Managing a distributed database is significantly more complicated than running against a monolithic single location database. The distributed d.b.a. has all of the design and implementation issues of a single location plus the added complexity of distribution, network latency, time shifts and remote administration.
The distributed d.b.a. (d.d.b.a.)is a new job function in addition to local d.b.a.'s. The following are examples of work the d.d.b.a. will perform:
- Designing and planning the replication system, including how and when data is shared amongst users. It's only after this work has been done that the local d.b.a. can input the necessary information to set up the replication system.
- Coordinating the installation and system configuration amongst its various sites.
- Monitoring the operation, performance and recovery of the system from an enterprise, rather than a local, perspective.
Some ideas to remember as you consider implementing a replicated database environment are:
- I. Set up a plan and understand the rules for distribution of data before the implementation begins. Implementing replicated databases is not technology amenable to "let's try it and push it around a bit" approaches. It's necessary to have a good plan in hand before you begin or you will get lost in the middle of building the replicated environment. If your plan is good, the implementation can proceed in incremental fashion, however.
- II. Make sure that your d.d.b.a. has good forms based or graphical utilities to assist in the database configuration and in the management of the ongoing network. For example, CA-Ingres comes with forms based management utilities and IBM and Sybase have GUI based management utilities. These facilities should be able to manage all aspects of a replication environment from a single desktop that's moveable and can be anywhere on the network. Some points to carefully consider:
- A. How do you specify enhancements to the data? Do you have to learn a new language for this function?
- B. How is the replication setup handled? How much automated support is provided to the d.d.b.a.?
- C. What is the support provided for failure management? How much recovery is automatically handled and how much d.b.a. intervention is required?
- III. Your utilities should be able to answer questions like:
- What tables are at what nodes?
- What columns are at what locations?
- What rows are at what locations?
- Where are transactions routed to?
- IV. You should be able to change the database configuration on the fly without bringing the database or replication operation to a standstill.
- There should be a mail based error notification system. This allows management of the distributed enterprise from any node on the network.
Today, there are no standards that apply to replication across diverse products. And there are no standards bodies working on this issue. Issues like utilities and recovery are just handled quite differently in different vendor's products.
All of the major DBMS vendors are moving toward opening up their replication capabilities to foreign DBMS. Digital, Oracle, Sybase and IBM are focusing their attention on links to each other and other relational DBMS products. IBM, CA, and Sybase have published their 2-phase commit protocols which allows their users to participate in heterogeneous distributed database approaches with products from other vendors.

WORK INSTRUCTION:
Set down word for word the passage of the distributed database text that begins at the words "- Monitoring the" and stops after "incremental fashion, however.".

Dataset entries:
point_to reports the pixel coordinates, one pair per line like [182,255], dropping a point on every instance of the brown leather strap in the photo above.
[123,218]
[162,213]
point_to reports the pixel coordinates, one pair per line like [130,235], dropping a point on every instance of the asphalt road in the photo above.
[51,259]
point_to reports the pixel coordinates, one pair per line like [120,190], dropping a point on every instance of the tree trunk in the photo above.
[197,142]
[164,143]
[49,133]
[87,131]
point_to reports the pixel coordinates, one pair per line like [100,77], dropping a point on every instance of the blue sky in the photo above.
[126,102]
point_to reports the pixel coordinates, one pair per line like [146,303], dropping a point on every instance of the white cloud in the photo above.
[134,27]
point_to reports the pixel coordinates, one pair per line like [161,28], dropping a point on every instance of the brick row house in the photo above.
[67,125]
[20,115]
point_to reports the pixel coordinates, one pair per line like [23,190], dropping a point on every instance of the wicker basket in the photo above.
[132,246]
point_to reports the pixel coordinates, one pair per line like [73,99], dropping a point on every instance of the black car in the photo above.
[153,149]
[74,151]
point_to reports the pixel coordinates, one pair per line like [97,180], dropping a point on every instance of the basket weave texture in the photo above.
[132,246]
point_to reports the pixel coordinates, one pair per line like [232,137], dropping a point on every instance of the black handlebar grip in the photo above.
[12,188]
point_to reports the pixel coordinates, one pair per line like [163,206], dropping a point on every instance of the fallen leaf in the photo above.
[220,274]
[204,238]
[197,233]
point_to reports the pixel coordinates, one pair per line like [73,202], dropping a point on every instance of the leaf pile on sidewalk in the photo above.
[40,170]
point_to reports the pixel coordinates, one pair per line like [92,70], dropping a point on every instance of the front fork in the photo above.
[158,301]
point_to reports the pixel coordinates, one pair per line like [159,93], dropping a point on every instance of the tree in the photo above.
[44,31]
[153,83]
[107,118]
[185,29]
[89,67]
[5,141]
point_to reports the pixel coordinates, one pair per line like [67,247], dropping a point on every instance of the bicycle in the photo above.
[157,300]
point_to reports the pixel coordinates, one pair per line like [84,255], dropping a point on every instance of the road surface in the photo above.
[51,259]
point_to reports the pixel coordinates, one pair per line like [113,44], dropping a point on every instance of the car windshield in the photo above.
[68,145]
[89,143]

FINISHED EXERCISE:
- Monitoring the operation, performance and recovery of the system from an enterprise, rather than a local, perspective.
Some ideas to remember as you consider implementing a replicated database environment are:
- I. Set up a plan and understand the rules for distribution of data before the implementation begins. Implementing replicated databases is not technology amenable to "let's try it and push it around a bit" approaches. It's necessary to have a good plan in hand before you begin or you will get lost in the middle of building the replicated environment. If your plan is good, the implementation can proceed in incremental fashion, however.